*Exercise task:* Reproduce every line of the material below verbatim, with no changes.

Dataset rows on where objects show up
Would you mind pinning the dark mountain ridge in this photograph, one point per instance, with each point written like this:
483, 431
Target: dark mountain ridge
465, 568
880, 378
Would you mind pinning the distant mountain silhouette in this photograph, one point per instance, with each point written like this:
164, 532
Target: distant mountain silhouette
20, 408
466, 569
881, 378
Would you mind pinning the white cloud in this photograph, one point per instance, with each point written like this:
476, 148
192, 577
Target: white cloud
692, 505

*Correct response:*
Would you mind pinning the dark mountain ridge in this photograph, one point per instance, with each point written like this:
483, 431
Target: dark mountain ridge
465, 568
880, 378
Would you mind pinning the distant mountain silhouette in this photograph, one point per instance, with each point written like this:
164, 532
Target: distant mountain silhouette
20, 408
466, 569
881, 378
Would you mind pinning the white cloud in this photograph, one point per instance, with each point written like this:
476, 148
192, 577
Target: white cloud
692, 505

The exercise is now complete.